• _REQUIREMENTS_: Below is a listing; write it out exactly and drop any images from it.

— Begin —

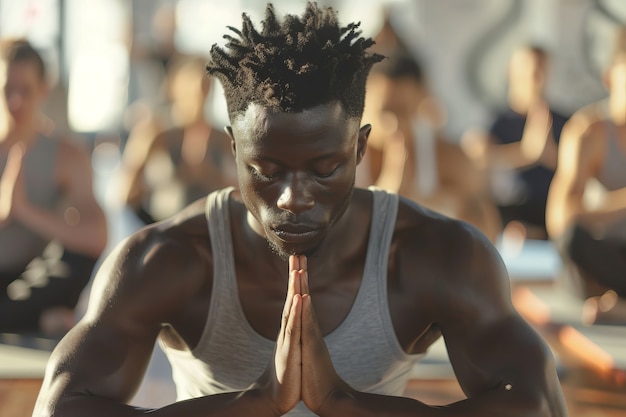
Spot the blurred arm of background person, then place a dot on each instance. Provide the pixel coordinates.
(586, 149)
(409, 155)
(167, 166)
(536, 146)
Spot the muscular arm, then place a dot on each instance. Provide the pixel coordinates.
(82, 228)
(580, 158)
(95, 370)
(502, 365)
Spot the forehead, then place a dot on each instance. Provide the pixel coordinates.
(325, 127)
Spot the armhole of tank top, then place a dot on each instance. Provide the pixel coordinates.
(217, 203)
(388, 213)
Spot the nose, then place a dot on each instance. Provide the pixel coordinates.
(295, 197)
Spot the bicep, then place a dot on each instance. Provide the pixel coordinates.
(575, 159)
(99, 360)
(489, 344)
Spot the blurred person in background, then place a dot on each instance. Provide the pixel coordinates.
(52, 230)
(166, 168)
(387, 278)
(591, 232)
(519, 152)
(407, 152)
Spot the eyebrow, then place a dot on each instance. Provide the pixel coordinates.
(261, 157)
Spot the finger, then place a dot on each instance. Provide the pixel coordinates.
(294, 325)
(294, 263)
(309, 322)
(288, 303)
(303, 276)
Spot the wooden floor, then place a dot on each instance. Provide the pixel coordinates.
(581, 402)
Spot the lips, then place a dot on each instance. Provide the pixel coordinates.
(294, 233)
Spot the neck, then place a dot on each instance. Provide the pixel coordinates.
(617, 108)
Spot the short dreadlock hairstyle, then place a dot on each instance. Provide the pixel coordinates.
(294, 65)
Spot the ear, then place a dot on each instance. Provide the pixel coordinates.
(364, 133)
(233, 145)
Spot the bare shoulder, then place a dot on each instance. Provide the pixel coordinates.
(154, 274)
(450, 260)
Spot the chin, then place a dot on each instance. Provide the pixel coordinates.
(284, 251)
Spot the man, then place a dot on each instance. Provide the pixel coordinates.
(371, 282)
(520, 149)
(407, 153)
(51, 227)
(592, 235)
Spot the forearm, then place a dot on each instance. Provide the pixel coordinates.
(498, 402)
(233, 404)
(509, 156)
(80, 231)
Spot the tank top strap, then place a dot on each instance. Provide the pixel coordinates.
(224, 296)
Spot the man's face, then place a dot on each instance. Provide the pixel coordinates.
(296, 172)
(24, 91)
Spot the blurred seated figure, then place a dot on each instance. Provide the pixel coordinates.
(166, 168)
(519, 152)
(407, 154)
(590, 227)
(52, 230)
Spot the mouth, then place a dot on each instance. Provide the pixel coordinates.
(296, 233)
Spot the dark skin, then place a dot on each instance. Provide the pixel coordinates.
(299, 168)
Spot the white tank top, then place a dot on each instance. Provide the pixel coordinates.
(231, 355)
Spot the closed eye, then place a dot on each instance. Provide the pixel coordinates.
(260, 176)
(326, 174)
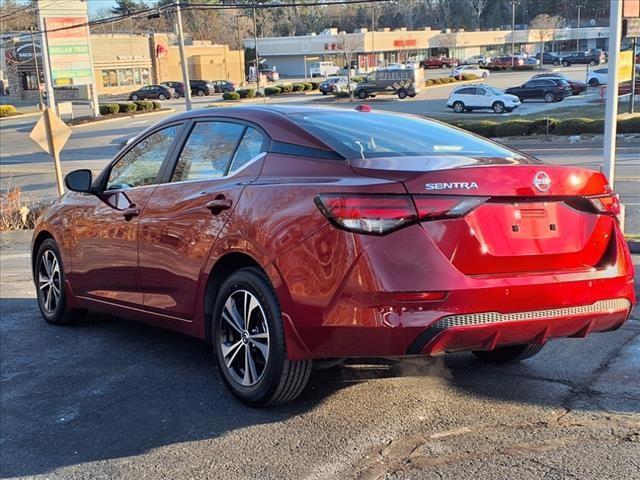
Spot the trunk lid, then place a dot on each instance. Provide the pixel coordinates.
(534, 217)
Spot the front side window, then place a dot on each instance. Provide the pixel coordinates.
(208, 151)
(140, 165)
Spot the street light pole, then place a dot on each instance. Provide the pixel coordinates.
(513, 32)
(578, 30)
(183, 58)
(611, 103)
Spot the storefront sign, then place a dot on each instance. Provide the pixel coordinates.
(69, 54)
(412, 42)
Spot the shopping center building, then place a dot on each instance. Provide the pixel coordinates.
(290, 55)
(122, 63)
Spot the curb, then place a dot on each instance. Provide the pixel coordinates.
(21, 115)
(123, 117)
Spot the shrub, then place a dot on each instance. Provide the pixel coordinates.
(285, 88)
(231, 96)
(109, 109)
(127, 107)
(629, 125)
(543, 126)
(272, 90)
(573, 126)
(514, 128)
(486, 128)
(7, 110)
(143, 105)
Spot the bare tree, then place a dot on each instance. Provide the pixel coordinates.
(543, 29)
(477, 7)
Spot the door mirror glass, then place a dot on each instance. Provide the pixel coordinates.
(79, 180)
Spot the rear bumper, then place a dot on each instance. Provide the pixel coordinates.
(486, 331)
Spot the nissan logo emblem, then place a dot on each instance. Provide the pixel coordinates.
(542, 181)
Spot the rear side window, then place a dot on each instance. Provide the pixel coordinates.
(252, 144)
(208, 151)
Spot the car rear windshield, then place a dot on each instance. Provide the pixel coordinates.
(374, 135)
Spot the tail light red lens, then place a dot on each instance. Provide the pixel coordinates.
(382, 214)
(608, 204)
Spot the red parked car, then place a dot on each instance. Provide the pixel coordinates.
(439, 62)
(288, 235)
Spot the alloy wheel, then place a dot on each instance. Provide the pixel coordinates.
(49, 284)
(244, 339)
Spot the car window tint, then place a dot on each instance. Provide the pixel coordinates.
(208, 150)
(140, 165)
(251, 145)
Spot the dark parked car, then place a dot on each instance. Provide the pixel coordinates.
(583, 58)
(201, 88)
(223, 86)
(327, 86)
(547, 89)
(178, 88)
(155, 92)
(289, 235)
(576, 87)
(549, 58)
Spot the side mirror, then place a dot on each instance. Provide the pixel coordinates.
(79, 180)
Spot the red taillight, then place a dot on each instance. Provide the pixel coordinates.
(382, 214)
(608, 204)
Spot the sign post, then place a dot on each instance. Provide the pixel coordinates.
(51, 134)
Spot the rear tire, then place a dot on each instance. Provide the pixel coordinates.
(458, 107)
(248, 336)
(50, 286)
(510, 354)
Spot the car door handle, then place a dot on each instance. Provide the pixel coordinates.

— End —

• _RIGHT ANSWER_:
Spot the blurred arm of background person, then place a dot on each instance. Provide the pixel coordinates.
(586, 149)
(409, 155)
(167, 166)
(536, 146)
Spot the muscular arm, then place a dot on each instance. Provide the pixel coordinates.
(82, 228)
(580, 158)
(95, 370)
(502, 365)
Spot the forehead, then place a dot on each instance. Provide the pixel coordinates.
(325, 127)
Spot the armhole of tank top, then place a dot on each instance. Provide the pixel coordinates.
(217, 203)
(388, 213)
Spot the nose, then place a dot on each instance. Provide the pixel coordinates.
(295, 197)
Spot the bicep, then place a dot on each instance. Provide the pixel coordinates.
(575, 159)
(99, 360)
(489, 344)
Spot the blurred person in background, then place a dot on each instance. Provide the pixel coordinates.
(52, 230)
(166, 168)
(387, 278)
(591, 232)
(519, 152)
(407, 152)
Spot the eyebrow, then place a dot on each instance. Provide the pixel coordinates.
(261, 157)
Spot the finger, then place a dot on each instance. Provide the pixel coordinates.
(294, 325)
(294, 263)
(309, 322)
(288, 303)
(303, 276)
Spot the wooden floor, then place a dot on each instance. Provide the pixel coordinates.
(581, 402)
Spot the lips, then place a dot on each instance. Provide the pixel coordinates.
(294, 233)
Spot the neck, then place a dot on each instance. Provide the pixel coordinates.
(617, 108)
Spot the short dreadlock hairstyle, then place a dot on each instance. Provide the pixel coordinates.
(294, 65)
Spot the ear, then place a dot on each instance. Provide the pixel coordinates.
(364, 133)
(233, 145)
Spot the bare shoulder, then place a dot on each instance. Provide the pixel coordinates.
(154, 274)
(450, 260)
Spot the chin, then place a dot on each instance. Provide the pixel coordinates.
(284, 251)
Spot the man, then place a dot on each instance. Provide the pixel coordinates.
(371, 282)
(520, 149)
(407, 153)
(51, 227)
(592, 235)
Spot the forearm, then place a dot on each instance. Provide the pixel coordinates.
(498, 402)
(233, 404)
(509, 156)
(80, 231)
Spot the tank top strap, then place a dot on each instance. Provide the pixel coordinates.
(224, 296)
Spot the man's face, then place a dot on each instance. Provide the pixel coordinates.
(296, 172)
(24, 91)
Spot the blurred seated figure, then place a dot on each instance. Provide the pixel coordinates.
(166, 168)
(519, 152)
(407, 154)
(590, 227)
(52, 230)
Spot the mouth, then place a dot on each instance. Provide the pixel coordinates.
(296, 233)
Spot the dark skin, then place a dot on each instance. Provide the pixel coordinates.
(299, 168)
Spot the white tank top, then place a dot on each instance. Provide the pixel coordinates.
(231, 355)
Spot the closed eye, then place a dot on each instance. Provide the pixel coordinates.
(260, 176)
(326, 174)
Spot the trunk lid, then place a dot on each instance. Provide the pixel coordinates.
(534, 217)
Spot the front side window, then place a dot on each instance. Provide the pixel coordinates.
(208, 151)
(140, 165)
Spot the street light pole, then place a dot on each instance. Provide the pixel coordinates.
(513, 32)
(578, 30)
(183, 58)
(611, 103)
Spot the storefront sign, then place a dot on each instance. Provide the pixel coordinates.
(69, 54)
(412, 42)
Spot the shopping center building, then place a dot on each instance. Provide the pixel coordinates.
(290, 55)
(122, 63)
Spot the curb, then place a dot on each instance. Provide the pixel coordinates.
(21, 115)
(123, 117)
Spot the shrub, then place a dot on each instance. Provide the pixel coordinates.
(285, 88)
(231, 96)
(109, 109)
(127, 107)
(629, 125)
(543, 126)
(272, 90)
(573, 126)
(514, 128)
(486, 128)
(7, 110)
(143, 105)
Spot the bare tree, then place a dot on each instance. Provide the pixel coordinates.
(543, 29)
(477, 7)
Spot the door mirror glass, then place a dot on each instance. Provide the pixel coordinates.
(79, 180)
Spot the rear bumper, then place a dot on each instance. Provide the pixel coordinates.
(486, 331)
Spot the nissan logo emblem, then place a dot on each instance. Provide the pixel coordinates.
(542, 181)
Spot the rear side window, then place a dot on each instance. Provide the pixel coordinates.
(252, 144)
(208, 151)
Spot the car rear windshield, then place a dot on each instance. Provide the pixel coordinates.
(374, 135)
Spot the tail light red lens, then place a dot on each instance. Provide the pixel coordinates.
(382, 214)
(608, 204)
Spot the red parked car, then place a dot on each instance. Provide the pixel coordinates.
(439, 62)
(288, 235)
Spot the alloy wheel, then place a dot on each instance. Provide the pixel coordinates.
(49, 284)
(244, 339)
Spot the car window tint, then place a dot on each instance. Provide the pixel coordinates.
(208, 150)
(140, 165)
(251, 145)
Spot the dark parked car, then place a dot on each instance. Provide the pixel coordinates.
(583, 58)
(201, 88)
(223, 86)
(327, 86)
(547, 89)
(178, 88)
(155, 92)
(289, 235)
(576, 87)
(549, 58)
Spot the side mirror, then place a dot on each instance. Provide the pixel coordinates.
(79, 180)
Spot the red taillight, then place a dot on each instance. Provide the pixel coordinates.
(382, 214)
(608, 204)
Spot the sign post, then place a dot on each instance. Provide the pixel coordinates.
(51, 134)
Spot the rear tire, then place a dot on each instance. Provide the pixel coordinates.
(458, 107)
(248, 336)
(50, 286)
(510, 354)
Spot the car door handle, then place a dot on each instance. Provide the pixel coordinates.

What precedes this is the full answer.